Итак, если в неоплатонической перспективе творения «образ» возникает как синдром отчуждения от всецелости пребывания к «двойственности» возвращения как образ движения отчуждения, то в христианском сознании эта связь «образа» с движением не синоним ущерба, а, напротив, перспектива целостности и «пребываемости», в том числе и для самой материи.
Но прежде всего здесь, в христианском богословии, категория «образа» существенно оформляет внутритроическую реальность Божества. Сын, как «образ Ипостаси» Отчей (Евр 1:3), будучи Отцу абсолютно единосущным, столь же совершенным, превосходя характеристики одних только природных модификаций, как Личность, от Отца отличается. «Образ» в этом случае антиномически выражает абсолютное единство природы в абсолютно отличных Ипостасях, выражает не ущерб онтологического, а преизбыток, неисчерпаемую глубину личностного.

== ЗАПИСАННЫЕ ДАННЫЕ ==
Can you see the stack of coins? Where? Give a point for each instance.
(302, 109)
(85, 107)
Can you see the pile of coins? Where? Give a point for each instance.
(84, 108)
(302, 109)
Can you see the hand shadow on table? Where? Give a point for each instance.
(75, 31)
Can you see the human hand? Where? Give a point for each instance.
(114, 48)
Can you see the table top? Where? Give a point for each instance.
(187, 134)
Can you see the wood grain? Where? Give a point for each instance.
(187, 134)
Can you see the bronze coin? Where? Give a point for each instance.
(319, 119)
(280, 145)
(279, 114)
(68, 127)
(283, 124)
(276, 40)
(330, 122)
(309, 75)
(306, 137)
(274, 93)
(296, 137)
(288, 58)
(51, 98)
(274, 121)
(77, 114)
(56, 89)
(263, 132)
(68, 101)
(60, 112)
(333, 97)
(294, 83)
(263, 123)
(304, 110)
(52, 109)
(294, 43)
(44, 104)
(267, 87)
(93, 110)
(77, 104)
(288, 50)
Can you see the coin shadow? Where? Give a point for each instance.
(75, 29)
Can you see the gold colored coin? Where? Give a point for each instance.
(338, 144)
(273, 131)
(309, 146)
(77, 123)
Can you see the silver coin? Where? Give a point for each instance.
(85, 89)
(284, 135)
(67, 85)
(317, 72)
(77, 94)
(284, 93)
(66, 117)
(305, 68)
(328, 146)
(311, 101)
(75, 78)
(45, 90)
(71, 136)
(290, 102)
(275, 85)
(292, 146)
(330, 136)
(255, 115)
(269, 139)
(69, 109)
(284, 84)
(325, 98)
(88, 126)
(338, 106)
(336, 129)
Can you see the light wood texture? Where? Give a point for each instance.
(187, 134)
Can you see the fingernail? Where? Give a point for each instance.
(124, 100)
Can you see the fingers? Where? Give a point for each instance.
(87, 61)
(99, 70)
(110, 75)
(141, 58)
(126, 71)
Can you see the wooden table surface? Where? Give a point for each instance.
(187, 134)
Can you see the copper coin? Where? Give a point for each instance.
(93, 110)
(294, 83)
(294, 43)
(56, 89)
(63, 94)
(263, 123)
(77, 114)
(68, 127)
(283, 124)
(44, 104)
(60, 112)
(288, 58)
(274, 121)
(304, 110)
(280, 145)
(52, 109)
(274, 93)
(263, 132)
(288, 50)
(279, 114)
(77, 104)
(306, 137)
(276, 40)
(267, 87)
--
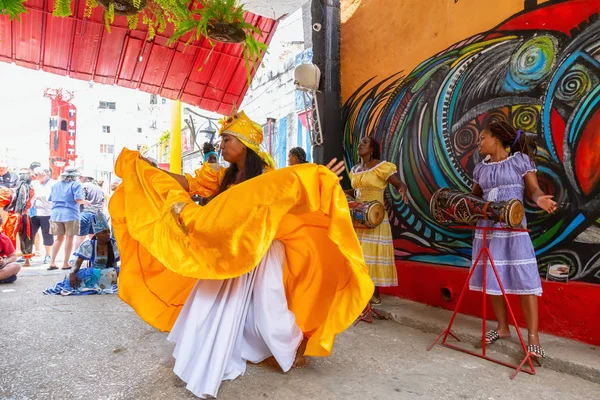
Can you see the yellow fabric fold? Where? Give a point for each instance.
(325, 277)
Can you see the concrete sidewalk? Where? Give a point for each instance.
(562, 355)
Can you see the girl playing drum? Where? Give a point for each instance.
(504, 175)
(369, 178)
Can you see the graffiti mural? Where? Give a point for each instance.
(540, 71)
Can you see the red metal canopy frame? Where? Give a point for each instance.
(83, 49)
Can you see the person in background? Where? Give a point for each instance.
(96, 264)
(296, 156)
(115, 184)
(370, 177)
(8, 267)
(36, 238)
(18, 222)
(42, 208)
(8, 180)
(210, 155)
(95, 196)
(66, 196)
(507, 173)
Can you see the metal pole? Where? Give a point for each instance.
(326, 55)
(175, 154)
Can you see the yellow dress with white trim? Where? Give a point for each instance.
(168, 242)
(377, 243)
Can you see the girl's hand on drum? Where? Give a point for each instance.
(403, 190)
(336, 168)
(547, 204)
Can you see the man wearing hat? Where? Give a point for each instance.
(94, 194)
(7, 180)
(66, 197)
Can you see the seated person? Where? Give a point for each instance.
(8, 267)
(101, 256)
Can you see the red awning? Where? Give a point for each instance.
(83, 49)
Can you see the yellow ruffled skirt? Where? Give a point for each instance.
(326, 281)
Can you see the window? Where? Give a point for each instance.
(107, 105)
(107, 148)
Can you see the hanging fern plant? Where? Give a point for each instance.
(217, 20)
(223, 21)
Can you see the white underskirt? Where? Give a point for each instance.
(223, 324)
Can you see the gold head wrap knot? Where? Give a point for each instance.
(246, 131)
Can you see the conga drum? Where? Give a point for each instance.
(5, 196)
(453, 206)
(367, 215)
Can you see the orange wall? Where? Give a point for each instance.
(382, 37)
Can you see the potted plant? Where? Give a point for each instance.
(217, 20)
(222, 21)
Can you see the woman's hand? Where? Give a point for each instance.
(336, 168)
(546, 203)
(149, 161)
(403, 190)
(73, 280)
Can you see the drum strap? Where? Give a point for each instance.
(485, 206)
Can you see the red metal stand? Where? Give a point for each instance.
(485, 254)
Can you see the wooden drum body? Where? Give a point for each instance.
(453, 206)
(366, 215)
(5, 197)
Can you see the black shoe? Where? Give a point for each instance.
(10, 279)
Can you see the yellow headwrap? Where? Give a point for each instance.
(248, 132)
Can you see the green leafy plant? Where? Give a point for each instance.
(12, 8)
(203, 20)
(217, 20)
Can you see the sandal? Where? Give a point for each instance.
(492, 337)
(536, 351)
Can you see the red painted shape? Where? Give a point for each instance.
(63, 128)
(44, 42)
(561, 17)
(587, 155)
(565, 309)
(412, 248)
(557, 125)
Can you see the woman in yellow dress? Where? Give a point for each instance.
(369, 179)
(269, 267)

== ЗАДАНИЯ ==
1. Замените во фрагменте «Божества» на «Бога» и перепишите часть, которая начинается словами с «Итак, если в» и заканчивается на «неисчерпаемую глубину личностного.».
2. Ответьте по фрагменту:
(a) Какое место Писания указано при словах «образ Ипостаси» Отчей?
(b) Как возникает «образ» в неоплатонической перспективе творения?
(c) Что выражает «образ» вместо ущерба онтологического?
3. Верны ли по фрагменту эти утверждения?
(a) В христианском сознании связь «образа» с движением означает ущерб.
(b) Сын Отцу абсолютно единосущен.
(c) Как Личность, Сын от Отца не отличается.
Строки — отдельный материал и к фрагменту не относятся.

== ОТВЕТЫ К ЗАДАНИЯМ ==
1.
Итак, если в неоплатонической перспективе творения «образ» возникает как синдром отчуждения от всецелости пребывания к «двойственности» возвращения как образ движения отчуждения, то в христианском сознании эта связь «образа» с движением не синоним ущерба, а, напротив, перспектива целостности и «пребываемости», в том числе и для самой материи.
Но прежде всего здесь, в христианском богословии, категория «образа» существенно оформляет внутритроическую реальность Бога. Сын, как «образ Ипостаси» Отчей (Евр 1:3), будучи Отцу абсолютно единосущным, столь же совершенным, превосходя характеристики одних только природных модификаций, как Личность, от Отца отличается. «Образ» в этом случае антиномически выражает абсолютное единство природы в абсолютно отличных Ипостасях, выражает не ущерб онтологического, а преизбыток, неисчерпаемую глубину личностного.

2.
(a) Евр 1:3.
(b) Как синдром отчуждения от всецелости пребывания к «двойственности» возвращения, как образ движения отчуждения.
(c) Преизбыток, неисчерпаемую глубину личностного.

3.
(a) Нет: «эта связь «образа» с движением не синоним ущерба».
(b) Да: «будучи Отцу абсолютно единосущным».
(c) Нет: «как Личность, от Отца отличается».